> _REQUIRED ACTIONS_
[A] Answer these from the page on heaps and priority queues:
(i) What time cost does the page give for heapq.heapify?
(ii) In the list form of a heap, which expression gives the left child of index i?
(iii) How does the page say to simulate a max-heap with heapq?
[B] From the page on heaps and priority queues, write out the passage again, beginning at the words that have "The Structure" and stopping after "(max-heap) its children.", with "complete binary tree" swapped for "balanced binary tree".

> _PROVIDED TEXT_
######

11. Heaps and Priority Queues

📋 Jump to Takeaways

A heap answers one question efficiently: what's the smallest (or largest) element right now? Not "find element X" — dicts do that. Not "give me everything sorted" — sorting does that. Just "give me the extreme value, and let me add/remove elements while maintaining that guarantee." That's O(log n) per operation instead of O(n).

The Structure

A heap is a complete binary tree stored as a list. The heap property: every parent is smaller than (min-heap) or larger than (max-heap) its children.

Min-heap as tree:        As list:
       1                 [1, 3, 2, 7, 4, 5, 6]
      / \
     3   2               Parent of i: (i-1)//2
    / \ / \              Left child:  2*i + 1
   7  4 5  6             Right child: 2*i + 2

No pointers needed. The tree structure is implicit in the list indices.

Python's `heapq` Module

Python provides heapq — a min-heap implementation that operates on regular lists. No special class needed.

import heapq

nums = [5, 3, 8, 1, 9, 2]

# heapify — transform list into a heap in-place, O(n)
heapq.heapify(nums)  # nums is now [1, 3, 2, 5, 9, 8]

# heappush — add element, O(log n)
heapq.heappush(nums, 4)

# heappop — remove and return smallest, O(log n)
smallest = heapq.heappop(nums)  # 1

# peek — look at smallest without removing, O(1)
smallest = nums[0]

# heappushpop — push then pop (more efficient than separate operations)
result = heapq.heappushpop(nums, 6)

# heapreplace — pop then push (more efficient than separate operations)
result = heapq.heapreplace(nums, 7)

Key fact: heapq is min-heap only. There is no built-in max-heap in Python.

The Max-Heap Trick: Negate Values

Since heapq only supports min-heap, simulate a max-heap by negating values:

import heapq

nums = [5, 3, 8, 1, 9]

# Max-heap: negate on push, negate on pop
max_heap = [-x for x in nums]
heapq.heapify(max_heap)

# Get largest
largest = -heapq.heappop(max_heap)  # 9

# Push a new value
heapq.heappush(max_heap, -7)  # push 7 as -7

# Peek at largest
largest = -max_heap[0]

This is the standard Python idiom. Every competitive programmer and interviewer knows it.

######

> _SUPPLIED INFORMATION_

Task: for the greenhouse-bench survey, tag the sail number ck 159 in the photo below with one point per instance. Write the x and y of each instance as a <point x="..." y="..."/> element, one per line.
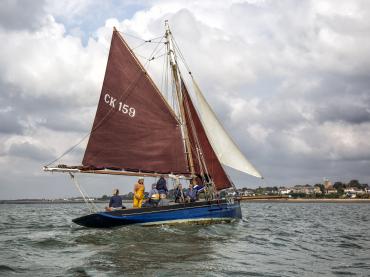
<point x="122" y="107"/>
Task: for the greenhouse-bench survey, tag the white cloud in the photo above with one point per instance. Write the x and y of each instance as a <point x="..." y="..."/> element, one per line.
<point x="289" y="78"/>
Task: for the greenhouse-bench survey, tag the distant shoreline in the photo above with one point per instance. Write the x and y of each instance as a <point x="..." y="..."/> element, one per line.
<point x="284" y="200"/>
<point x="54" y="202"/>
<point x="303" y="200"/>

######

> _RESPONSE LIST_
[A]
(i) O(n)
(ii) 2*i + 1
(iii) By negating values: negate on push and negate on pop.

[B]
The Structure

A heap is a balanced binary tree stored as a list. The heap property: every parent is smaller than (min-heap) or larger than (max-heap) its children.